50-60% of people who talked to an operator, address the company to order service (stage 3). Others call to answer a question, learn about the pricing, etc. About a half of the 50-60% of the people who order a service, sign up for a doctor’s appointment (stage 4). Only 20% of such people actually get to the clinic (Stage 5).
Around 30% of customers who come to the clinic aren’t the target audience for marketers, such as the insurance owners. Finally, 60% of people, attracted by marketers’ efforts, are actually new patients (stage 7). As a result, only 8% of the new customers convert.
The cost is about $8 per phone call. Having such a multilevel funnel, the CAC is around $91, while the business margin is 20-30% on average. To improve the margin, marketers from the clinic decided to learn which channels bring the most targeted traffic, and invest in them more.
For starters, to implement the marketing analytics, it was needed to merge all the data collected and stored in different systems:
The CRM system wasn’t the best option for merging data due to a set of limitations, like no API to import data from other systems. That’s why the company used Google BigQuery to collect together all the data via OWOX BI Pipeline as it’s affordable and easy to implement.

**Actions to take**:
**1)** Write out the part of the clinic marketing funnel text that starts with "For starters, to" and goes on through "easy to implement.".
**2)** List every stage number that the clinic marketing funnel text mentions.

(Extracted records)
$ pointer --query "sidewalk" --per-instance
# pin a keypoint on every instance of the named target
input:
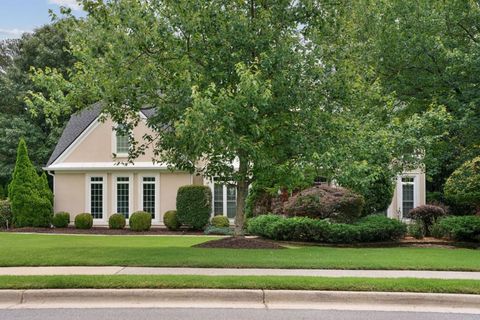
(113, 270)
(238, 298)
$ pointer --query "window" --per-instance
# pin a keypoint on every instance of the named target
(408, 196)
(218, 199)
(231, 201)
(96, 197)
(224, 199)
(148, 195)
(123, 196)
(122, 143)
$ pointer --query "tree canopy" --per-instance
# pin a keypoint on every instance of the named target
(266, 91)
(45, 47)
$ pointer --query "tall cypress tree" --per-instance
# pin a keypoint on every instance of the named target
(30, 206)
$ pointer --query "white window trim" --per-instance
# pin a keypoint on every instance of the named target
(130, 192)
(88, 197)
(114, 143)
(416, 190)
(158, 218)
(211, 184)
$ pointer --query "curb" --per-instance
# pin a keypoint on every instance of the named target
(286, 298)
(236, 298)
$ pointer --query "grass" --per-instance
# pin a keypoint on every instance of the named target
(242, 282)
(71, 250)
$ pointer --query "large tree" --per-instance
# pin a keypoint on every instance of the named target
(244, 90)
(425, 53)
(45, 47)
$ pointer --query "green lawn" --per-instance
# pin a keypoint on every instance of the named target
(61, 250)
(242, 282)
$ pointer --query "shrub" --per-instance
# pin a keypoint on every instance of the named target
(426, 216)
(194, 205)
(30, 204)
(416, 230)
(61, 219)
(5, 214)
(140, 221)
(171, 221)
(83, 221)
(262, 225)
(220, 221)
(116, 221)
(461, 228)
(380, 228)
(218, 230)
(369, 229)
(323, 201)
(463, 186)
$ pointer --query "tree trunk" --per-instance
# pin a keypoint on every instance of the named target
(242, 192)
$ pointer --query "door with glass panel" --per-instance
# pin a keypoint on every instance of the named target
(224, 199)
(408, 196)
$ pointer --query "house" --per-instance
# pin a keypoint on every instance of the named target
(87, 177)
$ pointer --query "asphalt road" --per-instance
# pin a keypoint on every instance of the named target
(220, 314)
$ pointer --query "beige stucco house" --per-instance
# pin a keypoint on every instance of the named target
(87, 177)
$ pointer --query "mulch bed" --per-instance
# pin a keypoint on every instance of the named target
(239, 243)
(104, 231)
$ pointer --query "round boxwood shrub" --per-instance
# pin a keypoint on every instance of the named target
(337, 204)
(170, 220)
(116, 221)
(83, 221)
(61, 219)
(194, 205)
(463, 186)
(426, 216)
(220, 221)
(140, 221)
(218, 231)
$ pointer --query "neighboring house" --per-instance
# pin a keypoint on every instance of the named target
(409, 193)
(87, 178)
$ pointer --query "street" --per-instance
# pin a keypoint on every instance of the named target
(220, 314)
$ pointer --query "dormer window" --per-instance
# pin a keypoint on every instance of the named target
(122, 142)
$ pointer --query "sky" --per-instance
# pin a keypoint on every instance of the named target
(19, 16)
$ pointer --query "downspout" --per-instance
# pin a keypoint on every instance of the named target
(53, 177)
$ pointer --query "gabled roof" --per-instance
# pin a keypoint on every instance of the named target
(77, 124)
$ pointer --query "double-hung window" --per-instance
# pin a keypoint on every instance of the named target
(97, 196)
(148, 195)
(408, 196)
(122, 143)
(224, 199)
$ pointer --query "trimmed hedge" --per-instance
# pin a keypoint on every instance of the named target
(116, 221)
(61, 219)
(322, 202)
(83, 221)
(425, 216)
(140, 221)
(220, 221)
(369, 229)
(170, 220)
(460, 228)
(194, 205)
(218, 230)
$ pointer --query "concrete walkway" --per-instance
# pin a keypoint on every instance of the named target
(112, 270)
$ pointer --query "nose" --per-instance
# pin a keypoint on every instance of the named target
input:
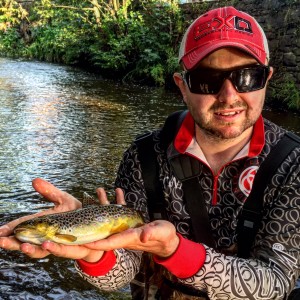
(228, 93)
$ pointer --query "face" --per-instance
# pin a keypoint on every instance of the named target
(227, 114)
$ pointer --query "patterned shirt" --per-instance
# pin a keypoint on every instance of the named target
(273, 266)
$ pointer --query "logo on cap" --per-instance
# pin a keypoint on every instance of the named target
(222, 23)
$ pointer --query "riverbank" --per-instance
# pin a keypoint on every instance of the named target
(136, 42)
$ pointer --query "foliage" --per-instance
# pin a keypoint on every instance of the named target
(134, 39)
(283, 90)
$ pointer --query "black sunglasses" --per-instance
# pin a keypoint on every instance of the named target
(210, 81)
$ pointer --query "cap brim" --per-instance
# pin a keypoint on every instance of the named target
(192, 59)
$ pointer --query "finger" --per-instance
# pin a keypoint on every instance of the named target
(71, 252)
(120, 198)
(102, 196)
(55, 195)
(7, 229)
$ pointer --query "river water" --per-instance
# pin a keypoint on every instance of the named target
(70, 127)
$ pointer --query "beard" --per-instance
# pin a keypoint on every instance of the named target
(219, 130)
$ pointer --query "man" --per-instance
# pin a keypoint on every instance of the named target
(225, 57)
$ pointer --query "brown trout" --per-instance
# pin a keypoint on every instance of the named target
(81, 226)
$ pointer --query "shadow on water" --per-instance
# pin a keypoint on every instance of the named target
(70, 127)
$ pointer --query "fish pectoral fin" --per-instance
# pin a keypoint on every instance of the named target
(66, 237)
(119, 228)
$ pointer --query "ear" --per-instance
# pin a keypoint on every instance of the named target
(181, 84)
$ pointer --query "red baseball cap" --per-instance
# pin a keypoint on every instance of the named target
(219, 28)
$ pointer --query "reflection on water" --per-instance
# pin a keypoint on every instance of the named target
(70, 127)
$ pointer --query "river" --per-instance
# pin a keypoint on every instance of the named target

**Answers provided**:
**1)**
For starters, to implement the marketing analytics, it was needed to merge all the data collected and stored in different systems:
The CRM system wasn’t the best option for merging data due to a set of limitations, like no API to import data from other systems. That’s why the company used Google BigQuery to collect together all the data via OWOX BI Pipeline as it’s affordable and easy to implement.

**2)** Stage 3, stage 4, stage 5, stage 7